Begin

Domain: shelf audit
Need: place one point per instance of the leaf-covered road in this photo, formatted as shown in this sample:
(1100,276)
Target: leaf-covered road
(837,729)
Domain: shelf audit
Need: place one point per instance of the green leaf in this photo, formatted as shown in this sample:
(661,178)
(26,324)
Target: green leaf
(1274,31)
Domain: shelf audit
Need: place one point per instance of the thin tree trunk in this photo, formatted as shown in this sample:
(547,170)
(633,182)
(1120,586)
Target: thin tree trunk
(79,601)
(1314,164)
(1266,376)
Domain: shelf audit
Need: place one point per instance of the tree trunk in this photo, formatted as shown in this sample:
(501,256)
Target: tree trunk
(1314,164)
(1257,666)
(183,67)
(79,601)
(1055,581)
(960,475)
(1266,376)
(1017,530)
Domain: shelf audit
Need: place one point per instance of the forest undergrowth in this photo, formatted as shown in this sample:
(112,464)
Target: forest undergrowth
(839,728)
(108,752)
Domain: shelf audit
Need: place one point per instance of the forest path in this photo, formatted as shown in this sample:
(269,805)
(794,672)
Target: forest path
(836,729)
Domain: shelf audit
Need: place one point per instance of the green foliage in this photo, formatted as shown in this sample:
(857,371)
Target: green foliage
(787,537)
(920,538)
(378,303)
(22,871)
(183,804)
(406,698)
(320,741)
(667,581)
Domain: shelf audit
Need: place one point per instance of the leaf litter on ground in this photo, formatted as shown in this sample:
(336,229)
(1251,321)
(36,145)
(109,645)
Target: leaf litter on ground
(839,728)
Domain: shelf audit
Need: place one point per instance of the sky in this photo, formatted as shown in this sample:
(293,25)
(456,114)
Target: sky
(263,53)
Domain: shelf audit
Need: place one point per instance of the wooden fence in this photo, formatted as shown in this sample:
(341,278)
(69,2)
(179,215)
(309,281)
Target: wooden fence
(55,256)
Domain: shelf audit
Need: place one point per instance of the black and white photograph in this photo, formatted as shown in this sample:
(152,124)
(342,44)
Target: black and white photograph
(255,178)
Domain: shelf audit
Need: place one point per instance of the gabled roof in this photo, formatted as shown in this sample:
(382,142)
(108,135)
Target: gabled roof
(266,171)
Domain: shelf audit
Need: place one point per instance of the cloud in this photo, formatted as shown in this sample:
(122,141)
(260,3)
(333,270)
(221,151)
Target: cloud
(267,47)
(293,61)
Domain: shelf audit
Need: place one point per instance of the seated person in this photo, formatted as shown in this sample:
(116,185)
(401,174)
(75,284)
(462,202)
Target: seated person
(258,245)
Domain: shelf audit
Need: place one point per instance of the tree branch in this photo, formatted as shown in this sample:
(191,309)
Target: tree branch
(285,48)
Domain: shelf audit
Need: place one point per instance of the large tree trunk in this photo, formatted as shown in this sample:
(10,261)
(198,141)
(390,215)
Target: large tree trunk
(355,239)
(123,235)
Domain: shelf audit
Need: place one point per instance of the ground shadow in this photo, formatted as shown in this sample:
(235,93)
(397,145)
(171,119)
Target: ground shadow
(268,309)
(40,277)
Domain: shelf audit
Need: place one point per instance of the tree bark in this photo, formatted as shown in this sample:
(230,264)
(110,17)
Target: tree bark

End

GOAL:
Nothing should be left out: return all of the records exactly.

ANSWER FOR THE TASK:
Domain: shelf audit
Need: place one point per instance of the leaf-covered road in this photo, formatted as shown in this sample:
(1100,276)
Target: leaf-covered road
(837,729)
Domain: shelf audit
Need: place one point per instance of the green leaf in this photo, formatted as shown in this sample:
(661,178)
(26,324)
Target: green leaf
(1274,31)
Domain: shelf audit
Need: place one point per instance of the thin tree trunk in this photo, formatted as shown in this sample:
(547,170)
(633,182)
(1120,586)
Target: thin tree trunk
(79,601)
(1314,164)
(1266,376)
Domain: shelf audit
Need: place one point per instance of the tree trunk in this photo, formatted as shown in this sample:
(501,256)
Target: tree trunk
(1314,164)
(1257,666)
(183,67)
(79,601)
(1055,581)
(960,475)
(1266,376)
(1017,530)
Domain: shelf audit
Need: place one point per instance of the forest undergrowth in this photo, formatted as shown in this sample:
(112,464)
Target: forest undergrowth
(839,728)
(108,752)
Domain: shelf audit
Need: place one point per instance of the forest path in this photo, formatted as shown in this sample:
(269,805)
(794,672)
Target: forest path
(836,729)
Domain: shelf audit
Need: place one point per instance of the green foliage in this photo, formatted as shown in this sample:
(857,371)
Target: green foliage
(787,537)
(920,538)
(378,303)
(22,871)
(183,804)
(406,698)
(320,741)
(667,581)
Domain: shelf audit
Need: place one point per instance of the leaf litter on ground in this photo, formatted as shown in this sample:
(336,229)
(1251,321)
(36,145)
(109,645)
Target: leaf litter on ground
(839,728)
Domain: shelf audit
Need: place one point per instance of the sky in this photo, formatted as shown in this sample:
(293,25)
(456,114)
Target: sky
(263,53)
Domain: shelf audit
Need: place one point per instance of the wooden fence in this photo, formatted as shown in this sample:
(341,278)
(69,2)
(179,215)
(309,281)
Target: wooden fence
(55,256)
Domain: shelf audit
Need: place one point per instance of the black and white photograph in this photo, formatted as shown in this sample:
(152,124)
(342,44)
Target: black and white photograph
(255,178)
Domain: shelf audit
Need: place one point per instance of the gabled roof in this photo, formatted as shown in this sample:
(382,142)
(108,135)
Target: gabled roof
(266,171)
Domain: shelf audit
Need: place one point per instance of the cloud in this photo, formatted as shown in this sample:
(122,141)
(260,3)
(333,270)
(221,151)
Target: cloud
(267,47)
(293,61)
Domain: shelf audit
Need: place one point per instance of the seated person in this photo, formatted as shown in this sample:
(116,185)
(401,174)
(75,284)
(462,202)
Target: seated person
(258,245)
Domain: shelf audit
Need: place one point per instance of the tree branch in this photo, formatted as shown in this sample:
(191,309)
Target: tree branch
(285,48)
Domain: shelf audit
Need: place one point per instance of the large tree trunk in this photo, formatted as shown in this sample:
(10,261)
(198,141)
(390,215)
Target: large tree trunk
(355,239)
(123,235)
Domain: shelf audit
Need: place one point per instance of the ground shadow in this photo, formatted as shown in this sample:
(235,93)
(397,145)
(171,119)
Target: ground shadow
(268,309)
(40,277)
Domain: shelf audit
Need: place one point per instance of the tree bark in this photo, formatted as shown in this sample:
(230,264)
(110,17)
Target: tree bark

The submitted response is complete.